* BEGIN PASSAGE TO READ *

IF YOU READ ABOUT the process of engaging the community at Burbank Middle School or Huntington Park High in stories below - or if you've ever been a part of any of the other community engagement opportunities under Public School Choice or other programs you know of what I speak.
PROMISES MADE CAN BE KEPT OR BROKEN. Proposals become fait accompli when left unattended. The holidays got in the way of disclosing the maps earlier. 'I'm sorry, it was my furlough day.' Expedience gets in the way of doing it right.
Pardon my Anglo-Saxon, but when the adults settle for crap, the children get crap.
Excuse the electioneering - but this is just another reason to write in Scott Folsom for School Board in Board District Five. Because transparency and accountability and integrity aren’t just nouns, they're values. They are High but Reasonable Expectations to have of the people who educate + work with our children, of our public officials, and of our children and ourselves.
¡Onward/Adelante! - smf
THE AMERICAN PROMISE OF PUBLIC EDUCATION + "A NEED TO KNOW" essay by Jon Meacham from the PBS Show "Need To Know" on February 11, 2011| http://to.pbs.org/f9FhoS
Americans of all political persuasions tend to get nostalgic about what they think of as the great causes of the past. World War II is the most obvious example. At home, the civil-rights movement has the same kind of warm glow. The fight against Jim Crow has become a kind of civic fairy tale in which the forces of good triumphed over the forces of evil; the saga has its heroes and villains, its martyrs and shrines.

* END PASSAGE TO READ *
* BEGIN RECORDED DATA *

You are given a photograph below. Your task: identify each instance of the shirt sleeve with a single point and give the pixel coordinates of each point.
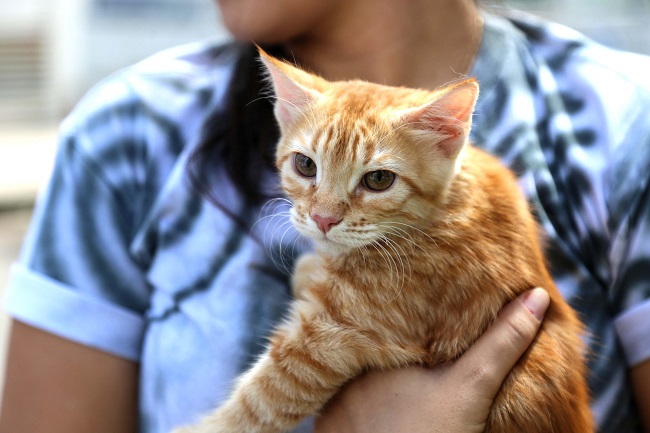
(76, 277)
(629, 181)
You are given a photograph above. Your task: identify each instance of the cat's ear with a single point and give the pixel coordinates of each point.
(295, 90)
(447, 119)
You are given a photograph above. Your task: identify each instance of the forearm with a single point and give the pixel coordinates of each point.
(640, 376)
(56, 386)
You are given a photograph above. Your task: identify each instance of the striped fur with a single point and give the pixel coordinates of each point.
(411, 275)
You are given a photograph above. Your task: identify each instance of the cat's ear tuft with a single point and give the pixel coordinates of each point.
(292, 94)
(447, 119)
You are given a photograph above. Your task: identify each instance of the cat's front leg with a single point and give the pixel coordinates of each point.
(309, 359)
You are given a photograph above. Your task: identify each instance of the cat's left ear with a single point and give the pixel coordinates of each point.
(294, 89)
(447, 119)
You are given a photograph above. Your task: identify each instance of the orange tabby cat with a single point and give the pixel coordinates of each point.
(420, 240)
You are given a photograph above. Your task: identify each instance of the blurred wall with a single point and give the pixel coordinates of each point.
(52, 51)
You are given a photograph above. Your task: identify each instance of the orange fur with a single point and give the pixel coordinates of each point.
(410, 275)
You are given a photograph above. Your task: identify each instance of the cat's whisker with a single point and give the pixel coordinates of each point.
(400, 254)
(393, 269)
(281, 252)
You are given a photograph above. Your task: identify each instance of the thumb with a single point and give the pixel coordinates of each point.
(487, 363)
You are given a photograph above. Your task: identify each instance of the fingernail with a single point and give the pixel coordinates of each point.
(537, 301)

* END RECORDED DATA *

* THINGS TO DO
A. Answer these questions about the public education commentary, one per line:
(i) Which two schools are named in the first paragraph?
(ii) In which board district does the writer urge readers to write in Scott Folsom for School Board?
(iii) Who wrote the essay from the PBS show "Need To Know," and on what date did it air?
B. Continue the public education commentary from where it stops.

* EXPECTED ANSWERS
A.
(i) Burbank Middle School and Huntington Park High
(ii) Board District Five
(iii) Jon Meacham; February 11, 2011

B.
Here’s the thing, though: a movement is just that, something in motion. And now, in 2011, those who care about civil rights — those who care about human rights — must dedicate themselves to the cause of public education. It’s the crucial front in the ongoing struggle to realize fully the Jeffersonian promise that all of us are created equal.
This may sound hokey, or conventional. And it is. But so what? The hokey and the conventional can be true, and this point surely is: access to a good public education is the civil-rights issue of our time. End of debate.
Martin Luther King Jr. often invoked Thomas Jefferson’s Declaration of Independence as the “promissory note” of American life and freedom. Jefferson is relevant here, too. In a letter to his friend James Madison in 1787, reflecting on the new Constitution, Jefferson wrote: “Above all things I hope the education of the common people will be attended to; convinced that on their good sense we may rely with the most security for the preservation of a due degree of liberty.”
Above all things. True then, true now. Let’s get on with it.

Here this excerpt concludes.